**** Rows

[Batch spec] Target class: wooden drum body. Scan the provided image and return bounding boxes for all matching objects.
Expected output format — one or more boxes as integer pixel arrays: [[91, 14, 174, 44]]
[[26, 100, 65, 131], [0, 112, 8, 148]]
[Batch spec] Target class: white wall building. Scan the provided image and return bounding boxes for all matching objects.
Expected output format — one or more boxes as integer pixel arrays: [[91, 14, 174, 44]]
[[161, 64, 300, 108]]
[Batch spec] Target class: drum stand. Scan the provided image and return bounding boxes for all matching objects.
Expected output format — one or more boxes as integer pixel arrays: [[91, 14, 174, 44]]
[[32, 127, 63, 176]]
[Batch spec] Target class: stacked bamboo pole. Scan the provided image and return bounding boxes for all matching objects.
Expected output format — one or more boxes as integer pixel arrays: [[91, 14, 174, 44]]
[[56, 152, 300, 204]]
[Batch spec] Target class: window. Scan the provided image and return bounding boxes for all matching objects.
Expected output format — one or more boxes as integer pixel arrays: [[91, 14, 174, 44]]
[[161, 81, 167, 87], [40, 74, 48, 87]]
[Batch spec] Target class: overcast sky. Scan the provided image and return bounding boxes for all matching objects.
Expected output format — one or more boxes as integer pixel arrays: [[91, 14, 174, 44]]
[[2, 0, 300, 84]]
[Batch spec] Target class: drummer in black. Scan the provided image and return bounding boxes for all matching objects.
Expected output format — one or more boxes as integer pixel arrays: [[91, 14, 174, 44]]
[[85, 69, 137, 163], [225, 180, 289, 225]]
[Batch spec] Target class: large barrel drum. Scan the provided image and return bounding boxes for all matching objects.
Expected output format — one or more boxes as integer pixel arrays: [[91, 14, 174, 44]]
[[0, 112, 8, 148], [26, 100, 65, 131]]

********

Aim: Scale the data from the line containing "[Batch spec] Target class: drum stand." through the end of the data, reproducing every line, requests included, with each bounding-box coordinate in the answers multiplied by 2 and rounded to a whole number, halves rounded up. Leave the numbers in the requests and their format samples unchanged, and output only these lines.

Written reply:
[Batch spec] Target class: drum stand. Scan the provided image and return bounding boxes for all matching objects.
Expected output format — one or more boxes as integer pixel arrays: [[91, 14, 174, 44]]
[[64, 254, 126, 352]]
[Batch spec] Target class: stacked bamboo pole. Scan the provided image and return bounding boxes for all matching objects.
Expected output format — one or more boxes as integer pixel arrays: [[91, 14, 174, 44]]
[[112, 304, 600, 408]]
[Batch spec] Target class: window. Scan the provided image and return bounding boxes for all matching objects.
Expected output format — one or more boxes as integer pixel arrays: [[91, 14, 174, 44]]
[[322, 162, 334, 174], [80, 148, 96, 174]]
[Batch spec] Target class: overcast sky. Scan the provided image and return bounding boxes for all matching objects.
Expected output format — one or more boxes as integer pixel arrays: [[91, 14, 174, 44]]
[[4, 0, 600, 168]]
[Batch spec] Target class: drummer in black. Scan the provided image and return bounding boxes for all matching objects.
Expected output format — one or more boxes as integer pixel arrays: [[91, 14, 174, 44]]
[[170, 138, 274, 326], [450, 360, 578, 450]]
[Batch spec] Target class: large barrel drum. Scan the provided image and return bounding boxes for all matching objects.
Expected output format — one or more boxes as integer pixel arrays: [[91, 14, 174, 44]]
[[0, 224, 16, 296], [52, 200, 130, 262]]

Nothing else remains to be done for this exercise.